(TASK TO CARRY OUT) Write each line exactly, from the line that holds "round side table." through the final line of the material, and no other line.

INPUT FOR THIS TASK section start

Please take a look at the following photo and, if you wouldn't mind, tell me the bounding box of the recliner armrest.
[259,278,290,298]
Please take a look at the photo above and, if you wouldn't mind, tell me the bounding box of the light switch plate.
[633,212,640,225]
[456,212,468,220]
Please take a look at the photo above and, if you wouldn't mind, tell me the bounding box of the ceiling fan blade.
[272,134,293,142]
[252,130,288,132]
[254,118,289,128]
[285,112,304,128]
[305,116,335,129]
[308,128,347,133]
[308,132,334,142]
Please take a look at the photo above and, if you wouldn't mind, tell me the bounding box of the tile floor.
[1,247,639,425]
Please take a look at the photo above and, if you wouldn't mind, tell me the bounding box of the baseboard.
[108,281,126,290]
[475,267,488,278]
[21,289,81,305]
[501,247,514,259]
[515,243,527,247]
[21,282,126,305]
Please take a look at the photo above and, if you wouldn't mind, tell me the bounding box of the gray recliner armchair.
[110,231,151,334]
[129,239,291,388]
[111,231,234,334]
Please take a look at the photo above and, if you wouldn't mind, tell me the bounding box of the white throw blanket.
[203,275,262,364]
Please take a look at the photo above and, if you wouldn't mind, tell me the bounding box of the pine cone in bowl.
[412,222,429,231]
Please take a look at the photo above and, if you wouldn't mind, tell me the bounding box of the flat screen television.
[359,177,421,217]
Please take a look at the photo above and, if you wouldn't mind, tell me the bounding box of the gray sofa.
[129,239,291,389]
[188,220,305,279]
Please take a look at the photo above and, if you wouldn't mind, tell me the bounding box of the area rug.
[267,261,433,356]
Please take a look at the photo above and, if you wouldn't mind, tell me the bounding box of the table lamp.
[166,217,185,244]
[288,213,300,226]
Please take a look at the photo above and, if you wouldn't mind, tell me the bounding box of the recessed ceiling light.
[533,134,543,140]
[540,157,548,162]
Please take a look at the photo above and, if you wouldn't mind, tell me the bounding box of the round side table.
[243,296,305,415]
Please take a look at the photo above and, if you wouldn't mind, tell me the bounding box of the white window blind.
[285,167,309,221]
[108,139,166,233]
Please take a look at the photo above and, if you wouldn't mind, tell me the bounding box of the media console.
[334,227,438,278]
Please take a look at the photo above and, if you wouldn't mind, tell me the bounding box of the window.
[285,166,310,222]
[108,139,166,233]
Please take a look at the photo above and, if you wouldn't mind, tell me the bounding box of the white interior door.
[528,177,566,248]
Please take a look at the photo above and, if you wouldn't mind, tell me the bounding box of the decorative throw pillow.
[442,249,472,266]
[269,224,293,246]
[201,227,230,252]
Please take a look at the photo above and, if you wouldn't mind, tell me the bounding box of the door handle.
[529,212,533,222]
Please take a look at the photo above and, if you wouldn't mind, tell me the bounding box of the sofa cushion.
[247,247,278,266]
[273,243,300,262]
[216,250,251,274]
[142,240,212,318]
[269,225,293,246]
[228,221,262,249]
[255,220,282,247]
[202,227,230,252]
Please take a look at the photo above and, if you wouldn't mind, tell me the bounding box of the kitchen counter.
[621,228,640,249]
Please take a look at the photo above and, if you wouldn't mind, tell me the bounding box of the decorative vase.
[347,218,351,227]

INPUT FOR THIS TASK section end

(WRITTEN REPLY)
Please take a look at the photo above and, if you wouldn't mind, tell me the bounding box of the round side table.
[243,296,305,415]
Please take a look at the photo above and, if you wouldn't mind, tell me the bounding box of the white window blind.
[285,167,309,221]
[108,139,166,233]
Please take a look at the photo above and, if you wouldn't mind, tell me the bounding box of the media console.
[334,227,438,278]
Please take a look at the photo above and, if you wouldn't mind, tell me the bounding box of the window.
[285,166,310,222]
[108,139,166,233]
Please take a look at the photo above and, if you wouldn't mind, tell me the bounding box of the white interior door.
[528,177,566,248]
Please take a look at the photo above and, if you wouldn't mind, tell me the bounding box of the decorative throw pillow.
[442,249,472,266]
[269,224,293,246]
[201,227,230,252]
Please take a look at the photo above and, if you wouldn't mind, tell me the bounding box of the door handle.
[529,212,533,222]
Please take a look at the photo above and, if you wouldn't mind, tell me the bounding box of the sofa cushion.
[247,247,278,266]
[273,243,300,262]
[216,250,251,274]
[142,240,212,318]
[269,225,293,246]
[228,221,262,249]
[255,220,282,247]
[202,227,230,252]
Please take a look at the photo above and, if you wouldn't mind, tell me the bounding box of the kitchen counter.
[621,228,640,249]
Please take a look at the photo above and, if you wouldn't mind, tell me the bounding box of the decorative vase.
[347,218,351,227]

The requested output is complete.